**Set problem**: Turn all of the data below into a numbered list with one line per item, leaving out any blank lines.
==== Material ====
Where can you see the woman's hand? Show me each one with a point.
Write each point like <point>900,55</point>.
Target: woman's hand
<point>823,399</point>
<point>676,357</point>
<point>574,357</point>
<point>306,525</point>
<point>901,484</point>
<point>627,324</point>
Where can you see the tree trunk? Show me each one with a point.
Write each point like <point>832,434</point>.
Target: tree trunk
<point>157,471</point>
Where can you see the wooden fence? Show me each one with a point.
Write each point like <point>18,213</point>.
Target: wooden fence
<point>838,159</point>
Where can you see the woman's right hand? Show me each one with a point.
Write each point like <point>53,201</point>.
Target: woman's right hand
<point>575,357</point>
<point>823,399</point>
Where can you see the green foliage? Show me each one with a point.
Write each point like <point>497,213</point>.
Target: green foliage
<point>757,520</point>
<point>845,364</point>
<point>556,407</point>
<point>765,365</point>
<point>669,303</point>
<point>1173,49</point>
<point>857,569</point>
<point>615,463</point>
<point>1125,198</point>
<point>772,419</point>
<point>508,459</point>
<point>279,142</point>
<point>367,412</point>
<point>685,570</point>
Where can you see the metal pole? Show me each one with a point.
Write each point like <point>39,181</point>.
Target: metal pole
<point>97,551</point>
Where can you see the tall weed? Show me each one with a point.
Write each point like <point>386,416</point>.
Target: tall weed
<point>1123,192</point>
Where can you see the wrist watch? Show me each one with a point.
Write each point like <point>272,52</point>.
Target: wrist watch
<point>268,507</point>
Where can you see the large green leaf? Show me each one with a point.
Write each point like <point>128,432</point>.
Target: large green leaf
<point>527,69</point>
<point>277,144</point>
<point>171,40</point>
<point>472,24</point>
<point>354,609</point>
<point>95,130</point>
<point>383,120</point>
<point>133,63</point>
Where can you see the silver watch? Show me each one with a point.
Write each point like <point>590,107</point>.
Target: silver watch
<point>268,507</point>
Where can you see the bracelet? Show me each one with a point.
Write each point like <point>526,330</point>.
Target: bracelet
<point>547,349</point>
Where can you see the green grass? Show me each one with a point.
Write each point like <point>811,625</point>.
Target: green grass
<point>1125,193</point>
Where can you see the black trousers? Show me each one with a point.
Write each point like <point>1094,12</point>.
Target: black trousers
====
**Response to the exercise**:
1. Where can you see the woman's hand? Show me each one with a point.
2. Write each point like <point>900,55</point>.
3. Target: woman's hand
4. <point>823,399</point>
5. <point>676,357</point>
6. <point>574,357</point>
7. <point>306,525</point>
8. <point>901,484</point>
9. <point>627,324</point>
10. Where can you see the tree trunk? Show me each one with a point.
11. Write each point like <point>832,434</point>.
12. Target: tree trunk
13. <point>157,471</point>
14. Where can you see the wooden fence? Show me each one with a point.
15. Write each point like <point>18,213</point>.
16. Target: wooden fence
17. <point>838,159</point>
18. Where can you see the woman's right hand? Show me each one with a point.
19. Write each point like <point>53,201</point>.
20. Target: woman's right hand
21. <point>575,357</point>
22. <point>823,399</point>
23. Where can you see the green foliage? Show me each one with a point.
24. Write each point like <point>497,213</point>.
25. Target: green foliage
26. <point>757,520</point>
27. <point>845,364</point>
28. <point>556,407</point>
29. <point>765,365</point>
30. <point>669,303</point>
31. <point>1173,49</point>
32. <point>857,569</point>
33. <point>615,463</point>
34. <point>1125,198</point>
35. <point>772,419</point>
36. <point>508,459</point>
37. <point>279,142</point>
38. <point>367,412</point>
39. <point>685,570</point>
40. Where can you see the metal pole? Show me each one with a point.
41. Write each point like <point>39,181</point>.
42. Target: metal pole
43. <point>97,551</point>
44. Where can you see the tall weed? Show me each one with a point.
45. Write each point like <point>386,416</point>.
46. Target: tall weed
47. <point>1123,192</point>
48. Where can you see the wrist watch? Show me each one with a point.
49. Write each point like <point>272,52</point>.
50. Target: wrist watch
51. <point>268,507</point>
52. Where can you see the large green leaf? Show me each one with a point.
53. Write each point like <point>128,432</point>.
54. Target: large green leaf
55. <point>527,69</point>
56. <point>277,144</point>
57. <point>171,40</point>
58. <point>472,24</point>
59. <point>354,609</point>
60. <point>95,130</point>
61. <point>383,120</point>
62. <point>133,63</point>
63. Where can you see the silver watch? Show me each one with a point.
64. Write each point like <point>590,107</point>.
65. Target: silver watch
66. <point>268,507</point>
67. Where can you see the bracelet? Show me each one with a point.
68. Write each point like <point>526,330</point>.
69. Target: bracelet
70. <point>547,349</point>
71. Where can you see the green grass? Show me each one with a point.
72. Write each point like <point>811,625</point>.
73. Target: green grass
74. <point>1125,193</point>
75. Where can you see the black trousers? Show me each one with a point.
76. Write each point like <point>1094,12</point>.
77. Target: black trousers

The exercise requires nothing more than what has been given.